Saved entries
* BEGIN *

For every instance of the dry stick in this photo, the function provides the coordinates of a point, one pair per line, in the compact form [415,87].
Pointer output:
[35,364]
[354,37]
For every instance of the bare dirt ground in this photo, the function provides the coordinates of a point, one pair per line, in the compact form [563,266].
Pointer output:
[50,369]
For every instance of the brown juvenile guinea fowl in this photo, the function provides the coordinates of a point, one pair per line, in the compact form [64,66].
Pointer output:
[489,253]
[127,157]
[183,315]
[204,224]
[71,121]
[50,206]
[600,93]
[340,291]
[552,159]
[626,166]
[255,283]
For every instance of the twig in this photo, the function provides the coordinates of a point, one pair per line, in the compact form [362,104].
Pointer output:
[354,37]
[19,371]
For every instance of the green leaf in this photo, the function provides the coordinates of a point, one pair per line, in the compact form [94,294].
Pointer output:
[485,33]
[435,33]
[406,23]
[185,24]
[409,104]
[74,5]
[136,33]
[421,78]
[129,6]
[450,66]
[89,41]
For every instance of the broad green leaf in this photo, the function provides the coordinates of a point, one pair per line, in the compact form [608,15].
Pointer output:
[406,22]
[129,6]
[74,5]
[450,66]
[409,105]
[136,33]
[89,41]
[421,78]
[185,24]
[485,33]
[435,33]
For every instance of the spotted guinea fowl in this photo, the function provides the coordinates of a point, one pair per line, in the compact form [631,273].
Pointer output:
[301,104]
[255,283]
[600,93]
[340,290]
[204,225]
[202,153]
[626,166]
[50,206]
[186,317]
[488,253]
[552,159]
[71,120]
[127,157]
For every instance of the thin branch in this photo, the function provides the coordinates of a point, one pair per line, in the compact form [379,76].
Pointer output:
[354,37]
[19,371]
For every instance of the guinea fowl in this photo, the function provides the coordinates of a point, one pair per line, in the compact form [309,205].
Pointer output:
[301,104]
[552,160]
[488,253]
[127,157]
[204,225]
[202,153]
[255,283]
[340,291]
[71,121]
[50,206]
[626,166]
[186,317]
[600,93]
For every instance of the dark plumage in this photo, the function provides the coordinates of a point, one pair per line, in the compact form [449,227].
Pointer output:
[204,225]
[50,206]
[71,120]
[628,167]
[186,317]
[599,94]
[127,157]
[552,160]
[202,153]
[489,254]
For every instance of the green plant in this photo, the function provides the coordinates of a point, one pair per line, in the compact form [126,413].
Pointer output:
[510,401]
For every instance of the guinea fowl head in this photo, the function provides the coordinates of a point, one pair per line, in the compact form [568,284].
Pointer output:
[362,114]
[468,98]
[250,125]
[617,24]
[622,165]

* END *

Exercise task
Rewrite all of the data above, replacing every occurrence of "compact form" with "short form" and keeping everything else the same.

Full solution
For every instance of the dry stick in this photo, the function provides the coordinates of a point, one pair per line, in the short form [415,87].
Pointer output:
[35,364]
[354,37]
For every instance of the bare dirt ground in this photo, the function provides the coordinates of a point, one pair per line, in the short form [563,266].
Pointer output:
[50,369]
For every instance of the brown juvenile guinea fowl in this photo, the function provides the coordinates of a point, one pair per line, in the short form [64,66].
Pointer output:
[489,253]
[127,157]
[183,315]
[204,224]
[71,121]
[50,206]
[600,93]
[340,291]
[552,159]
[626,166]
[255,283]
For every instance of the twig in this photo, the function provides the coordinates of a point, one pair per line, in the short form [362,104].
Pointer output:
[354,37]
[19,371]
For every instance of the green leaf in this photo, the function provides the coordinates of a point, one pair per line, in the short form [94,294].
Pointer output:
[485,33]
[435,33]
[406,23]
[185,24]
[409,104]
[74,5]
[136,33]
[421,78]
[129,6]
[450,66]
[89,41]
For every instance of the broad green leaf in this photo, the function provides the coordinates of a point, one pair per line, in the short form [608,15].
Pointer output:
[406,22]
[129,6]
[74,5]
[450,66]
[409,105]
[136,33]
[89,41]
[421,78]
[185,24]
[485,33]
[435,33]
For every instance of the spotted guinea fowl in this photo, the function provides the coordinates of a point, one pair per line, in the short form [631,273].
Pointer output:
[301,104]
[255,283]
[600,93]
[340,290]
[204,225]
[202,153]
[626,166]
[50,206]
[186,317]
[488,253]
[552,159]
[71,120]
[127,157]
For every instance of the thin branch in this photo, the function provides the coordinates of a point, one pair per line, in the short form [379,76].
Pointer output:
[354,37]
[19,371]
For every instance of the guinea fowl in this photo, the function provides the coordinates of a point, one pair per line, in the short form [309,205].
Pointer output:
[301,104]
[552,160]
[488,253]
[127,157]
[204,225]
[202,153]
[255,283]
[340,291]
[71,121]
[50,206]
[626,166]
[186,317]
[600,93]
For every instance of the dark plumage in this photo, the function provides the coordinates of a point, one pair per line, in the short form [449,227].
Pointer output:
[204,225]
[50,206]
[71,120]
[628,167]
[186,317]
[599,94]
[127,157]
[552,160]
[202,153]
[489,254]
For every instance of the green plant in this photo, the function provides the coordinates of a point, one pair per line, in the short form [126,413].
Pointer output:
[510,401]
For every instance of the guinea fowl head in this photo, the function provides the coordinates of a point, one pair per line, in the short form [568,284].
Pointer output:
[362,114]
[468,98]
[250,125]
[617,24]
[622,165]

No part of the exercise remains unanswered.